Listing:
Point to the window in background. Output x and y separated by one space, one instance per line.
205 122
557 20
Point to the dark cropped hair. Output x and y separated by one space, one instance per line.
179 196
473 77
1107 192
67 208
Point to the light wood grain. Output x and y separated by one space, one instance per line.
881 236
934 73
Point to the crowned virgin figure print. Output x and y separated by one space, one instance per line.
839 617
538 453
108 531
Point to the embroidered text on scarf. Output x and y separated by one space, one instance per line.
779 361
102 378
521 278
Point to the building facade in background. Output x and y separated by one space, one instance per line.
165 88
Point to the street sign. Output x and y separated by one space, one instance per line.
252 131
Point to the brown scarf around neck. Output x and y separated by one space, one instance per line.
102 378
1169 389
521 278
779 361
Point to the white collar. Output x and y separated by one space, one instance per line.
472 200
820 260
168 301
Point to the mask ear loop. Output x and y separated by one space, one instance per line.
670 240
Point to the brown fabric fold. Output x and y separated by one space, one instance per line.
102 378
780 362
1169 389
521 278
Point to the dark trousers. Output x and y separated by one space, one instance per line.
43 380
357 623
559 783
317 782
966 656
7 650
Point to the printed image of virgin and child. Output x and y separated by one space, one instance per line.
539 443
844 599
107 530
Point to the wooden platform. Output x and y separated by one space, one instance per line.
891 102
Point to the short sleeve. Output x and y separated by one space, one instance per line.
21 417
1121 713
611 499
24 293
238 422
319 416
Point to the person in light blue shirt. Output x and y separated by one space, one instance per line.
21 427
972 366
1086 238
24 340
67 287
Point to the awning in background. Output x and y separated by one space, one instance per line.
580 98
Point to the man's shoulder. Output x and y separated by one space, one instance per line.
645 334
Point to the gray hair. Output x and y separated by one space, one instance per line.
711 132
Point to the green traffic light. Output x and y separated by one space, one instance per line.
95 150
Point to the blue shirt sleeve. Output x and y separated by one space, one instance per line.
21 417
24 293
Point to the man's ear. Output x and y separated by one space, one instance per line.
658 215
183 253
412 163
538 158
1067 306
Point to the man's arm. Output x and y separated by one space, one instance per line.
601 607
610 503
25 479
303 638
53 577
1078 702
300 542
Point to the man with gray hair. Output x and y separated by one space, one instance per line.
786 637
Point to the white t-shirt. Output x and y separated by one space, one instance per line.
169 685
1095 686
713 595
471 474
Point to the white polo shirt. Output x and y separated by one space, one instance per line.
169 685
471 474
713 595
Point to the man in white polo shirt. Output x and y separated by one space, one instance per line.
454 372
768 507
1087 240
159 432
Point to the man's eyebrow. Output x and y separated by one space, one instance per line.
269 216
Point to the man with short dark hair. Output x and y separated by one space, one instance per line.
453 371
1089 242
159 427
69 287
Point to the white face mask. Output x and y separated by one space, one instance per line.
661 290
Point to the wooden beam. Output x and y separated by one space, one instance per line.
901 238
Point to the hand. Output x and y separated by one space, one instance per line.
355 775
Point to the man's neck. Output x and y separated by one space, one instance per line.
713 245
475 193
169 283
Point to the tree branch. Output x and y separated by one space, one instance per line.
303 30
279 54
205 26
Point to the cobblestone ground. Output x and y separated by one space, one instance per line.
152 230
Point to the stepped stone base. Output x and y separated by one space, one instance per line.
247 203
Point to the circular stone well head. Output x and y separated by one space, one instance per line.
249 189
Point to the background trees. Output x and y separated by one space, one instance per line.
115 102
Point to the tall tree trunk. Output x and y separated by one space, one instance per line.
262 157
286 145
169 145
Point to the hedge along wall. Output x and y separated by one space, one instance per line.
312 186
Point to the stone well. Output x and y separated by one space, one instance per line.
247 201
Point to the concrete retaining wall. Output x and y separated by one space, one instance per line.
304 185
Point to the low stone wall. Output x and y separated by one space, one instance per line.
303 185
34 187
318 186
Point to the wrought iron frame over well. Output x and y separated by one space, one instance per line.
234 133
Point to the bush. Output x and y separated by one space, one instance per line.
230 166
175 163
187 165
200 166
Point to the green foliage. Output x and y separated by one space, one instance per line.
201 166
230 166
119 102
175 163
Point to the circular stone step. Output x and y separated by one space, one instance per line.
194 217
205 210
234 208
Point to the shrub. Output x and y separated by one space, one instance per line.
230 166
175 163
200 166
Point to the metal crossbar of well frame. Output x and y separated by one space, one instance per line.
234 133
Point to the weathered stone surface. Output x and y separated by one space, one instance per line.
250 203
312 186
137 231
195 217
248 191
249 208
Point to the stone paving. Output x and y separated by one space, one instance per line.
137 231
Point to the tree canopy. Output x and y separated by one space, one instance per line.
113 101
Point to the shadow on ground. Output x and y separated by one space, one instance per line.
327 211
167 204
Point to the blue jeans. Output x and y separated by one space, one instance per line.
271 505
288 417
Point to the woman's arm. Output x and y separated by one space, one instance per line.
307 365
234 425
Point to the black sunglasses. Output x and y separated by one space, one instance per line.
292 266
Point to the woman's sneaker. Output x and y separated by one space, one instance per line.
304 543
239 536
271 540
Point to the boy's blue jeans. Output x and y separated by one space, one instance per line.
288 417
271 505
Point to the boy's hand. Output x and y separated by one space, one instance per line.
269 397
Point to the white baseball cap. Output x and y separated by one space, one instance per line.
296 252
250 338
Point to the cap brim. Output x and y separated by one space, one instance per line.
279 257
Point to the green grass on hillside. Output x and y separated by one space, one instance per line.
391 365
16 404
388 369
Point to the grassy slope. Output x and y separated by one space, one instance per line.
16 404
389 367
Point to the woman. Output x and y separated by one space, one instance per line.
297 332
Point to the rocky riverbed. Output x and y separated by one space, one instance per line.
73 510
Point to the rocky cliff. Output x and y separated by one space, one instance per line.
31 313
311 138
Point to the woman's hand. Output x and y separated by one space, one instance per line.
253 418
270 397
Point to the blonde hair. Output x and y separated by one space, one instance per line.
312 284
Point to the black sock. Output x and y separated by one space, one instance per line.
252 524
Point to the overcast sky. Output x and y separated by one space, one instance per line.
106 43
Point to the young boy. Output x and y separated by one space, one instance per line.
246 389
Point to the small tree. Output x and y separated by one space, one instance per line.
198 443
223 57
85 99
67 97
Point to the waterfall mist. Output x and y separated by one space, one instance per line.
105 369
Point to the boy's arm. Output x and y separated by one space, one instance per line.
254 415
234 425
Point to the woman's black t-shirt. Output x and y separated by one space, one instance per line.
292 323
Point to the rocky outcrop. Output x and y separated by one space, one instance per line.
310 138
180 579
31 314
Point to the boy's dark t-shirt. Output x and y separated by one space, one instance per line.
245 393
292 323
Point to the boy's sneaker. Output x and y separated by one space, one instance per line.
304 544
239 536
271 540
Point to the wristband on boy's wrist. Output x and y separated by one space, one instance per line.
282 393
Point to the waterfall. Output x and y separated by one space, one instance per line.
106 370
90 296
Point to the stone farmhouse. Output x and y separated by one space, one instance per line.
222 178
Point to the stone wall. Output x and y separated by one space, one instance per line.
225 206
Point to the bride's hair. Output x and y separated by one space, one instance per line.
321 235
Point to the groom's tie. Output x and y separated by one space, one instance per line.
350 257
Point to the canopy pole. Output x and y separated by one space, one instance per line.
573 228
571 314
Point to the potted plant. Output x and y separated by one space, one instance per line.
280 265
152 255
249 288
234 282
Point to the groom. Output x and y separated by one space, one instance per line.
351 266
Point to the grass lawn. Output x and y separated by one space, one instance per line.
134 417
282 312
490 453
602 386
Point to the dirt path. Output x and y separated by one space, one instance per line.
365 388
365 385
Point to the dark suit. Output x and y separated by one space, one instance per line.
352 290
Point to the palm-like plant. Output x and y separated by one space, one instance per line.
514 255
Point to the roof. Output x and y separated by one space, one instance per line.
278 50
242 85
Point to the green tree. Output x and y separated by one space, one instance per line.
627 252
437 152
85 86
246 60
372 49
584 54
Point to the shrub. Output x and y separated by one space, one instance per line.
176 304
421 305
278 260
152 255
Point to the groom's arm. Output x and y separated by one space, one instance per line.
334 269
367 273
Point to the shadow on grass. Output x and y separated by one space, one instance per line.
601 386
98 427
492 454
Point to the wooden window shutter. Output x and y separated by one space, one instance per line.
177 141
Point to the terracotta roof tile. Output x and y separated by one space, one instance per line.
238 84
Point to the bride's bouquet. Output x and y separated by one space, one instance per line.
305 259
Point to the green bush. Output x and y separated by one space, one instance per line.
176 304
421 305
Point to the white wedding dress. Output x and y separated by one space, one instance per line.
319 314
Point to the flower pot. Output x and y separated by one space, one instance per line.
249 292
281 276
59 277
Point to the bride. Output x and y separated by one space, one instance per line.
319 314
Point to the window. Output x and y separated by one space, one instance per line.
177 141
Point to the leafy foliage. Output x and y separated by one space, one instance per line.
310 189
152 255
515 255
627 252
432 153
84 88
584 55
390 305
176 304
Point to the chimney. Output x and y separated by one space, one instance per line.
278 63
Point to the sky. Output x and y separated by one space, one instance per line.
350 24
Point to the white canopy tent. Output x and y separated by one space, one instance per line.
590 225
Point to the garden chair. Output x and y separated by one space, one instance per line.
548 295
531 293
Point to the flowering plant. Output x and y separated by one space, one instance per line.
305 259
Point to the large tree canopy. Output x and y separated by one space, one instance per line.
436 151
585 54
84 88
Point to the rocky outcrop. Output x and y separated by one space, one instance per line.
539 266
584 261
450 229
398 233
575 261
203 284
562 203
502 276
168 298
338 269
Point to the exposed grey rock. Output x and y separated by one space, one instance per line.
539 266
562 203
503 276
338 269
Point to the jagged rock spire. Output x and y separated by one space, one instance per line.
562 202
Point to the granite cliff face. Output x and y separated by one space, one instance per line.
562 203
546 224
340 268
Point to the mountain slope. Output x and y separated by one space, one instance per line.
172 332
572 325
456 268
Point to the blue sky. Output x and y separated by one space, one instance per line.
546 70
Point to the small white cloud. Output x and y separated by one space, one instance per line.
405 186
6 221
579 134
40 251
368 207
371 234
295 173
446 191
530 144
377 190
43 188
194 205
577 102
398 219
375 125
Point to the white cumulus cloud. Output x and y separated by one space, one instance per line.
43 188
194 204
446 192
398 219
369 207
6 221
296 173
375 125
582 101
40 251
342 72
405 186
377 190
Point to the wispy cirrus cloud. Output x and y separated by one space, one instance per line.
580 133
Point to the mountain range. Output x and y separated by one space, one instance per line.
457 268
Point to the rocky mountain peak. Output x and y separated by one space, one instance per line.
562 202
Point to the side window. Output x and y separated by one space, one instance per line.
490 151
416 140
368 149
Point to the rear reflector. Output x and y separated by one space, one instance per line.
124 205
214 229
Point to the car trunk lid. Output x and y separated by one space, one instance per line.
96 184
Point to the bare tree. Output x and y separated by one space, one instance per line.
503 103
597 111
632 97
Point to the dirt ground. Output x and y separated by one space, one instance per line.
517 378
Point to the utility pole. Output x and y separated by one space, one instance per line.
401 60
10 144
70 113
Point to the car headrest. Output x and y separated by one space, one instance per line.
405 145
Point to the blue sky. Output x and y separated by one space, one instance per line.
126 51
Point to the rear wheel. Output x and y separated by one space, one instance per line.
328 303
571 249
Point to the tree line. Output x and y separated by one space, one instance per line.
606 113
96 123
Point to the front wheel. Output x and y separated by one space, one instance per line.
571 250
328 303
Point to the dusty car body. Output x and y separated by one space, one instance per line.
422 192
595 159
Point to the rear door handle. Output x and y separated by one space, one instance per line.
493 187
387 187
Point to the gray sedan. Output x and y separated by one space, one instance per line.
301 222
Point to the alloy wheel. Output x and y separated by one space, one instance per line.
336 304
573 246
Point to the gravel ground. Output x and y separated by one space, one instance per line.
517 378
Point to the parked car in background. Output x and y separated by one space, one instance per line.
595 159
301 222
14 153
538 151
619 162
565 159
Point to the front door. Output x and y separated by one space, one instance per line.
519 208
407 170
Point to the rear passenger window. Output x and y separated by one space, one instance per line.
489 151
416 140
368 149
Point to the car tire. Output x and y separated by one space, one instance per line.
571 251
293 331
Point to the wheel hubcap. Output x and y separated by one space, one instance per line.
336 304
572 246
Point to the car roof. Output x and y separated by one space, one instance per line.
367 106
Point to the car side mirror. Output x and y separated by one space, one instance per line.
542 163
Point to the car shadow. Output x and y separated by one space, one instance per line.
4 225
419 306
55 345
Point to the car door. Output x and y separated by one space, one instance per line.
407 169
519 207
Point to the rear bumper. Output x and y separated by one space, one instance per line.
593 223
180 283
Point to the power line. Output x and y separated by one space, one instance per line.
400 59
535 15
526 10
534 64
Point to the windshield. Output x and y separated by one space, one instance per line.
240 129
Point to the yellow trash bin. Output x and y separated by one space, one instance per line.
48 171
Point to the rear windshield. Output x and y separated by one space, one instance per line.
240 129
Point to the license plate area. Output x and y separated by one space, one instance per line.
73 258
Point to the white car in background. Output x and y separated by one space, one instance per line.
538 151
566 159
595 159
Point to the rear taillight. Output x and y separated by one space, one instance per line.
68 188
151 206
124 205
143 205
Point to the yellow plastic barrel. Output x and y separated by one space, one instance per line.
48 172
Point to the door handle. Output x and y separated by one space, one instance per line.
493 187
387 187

Exercise brief: Edit the lines starting at the one that contains "Point to the car door." and running through the last line, replacing "windshield" with "windscreen" and keeping everything else the same. Give back only those lines.

Exercise output:
Point to the car door. Output x and y separated by one space, one instance per line.
407 169
519 207
Point to the rear bumper. Output x and y separated by one space, one instance per line.
593 223
180 283
Point to the power line. Output x and y separated by one space, one instance per line.
400 59
535 15
526 10
534 64
Point to the windscreen. Output x and y separated by one space, one instance per line.
240 129
Point to the yellow trash bin. Output x and y separated by one space, one instance per line.
48 171
Point to the rear windscreen. Output x and y separated by one space, one instance per line.
240 129
Point to the license plate area. Output x and y separated by one space, one instance per line.
73 258
Point to the white car in background. Output x and y separated by one space, one instance per line.
538 151
566 159
595 159
Point to the rear taillight. Output x and y separated by one space, one instance per line.
68 188
151 206
124 205
143 205
Point to the yellow plastic barrel. Output x and y separated by one space, one instance per line.
48 172
Point to the door handle. Output x and y separated by one space, one instance per line.
493 187
387 187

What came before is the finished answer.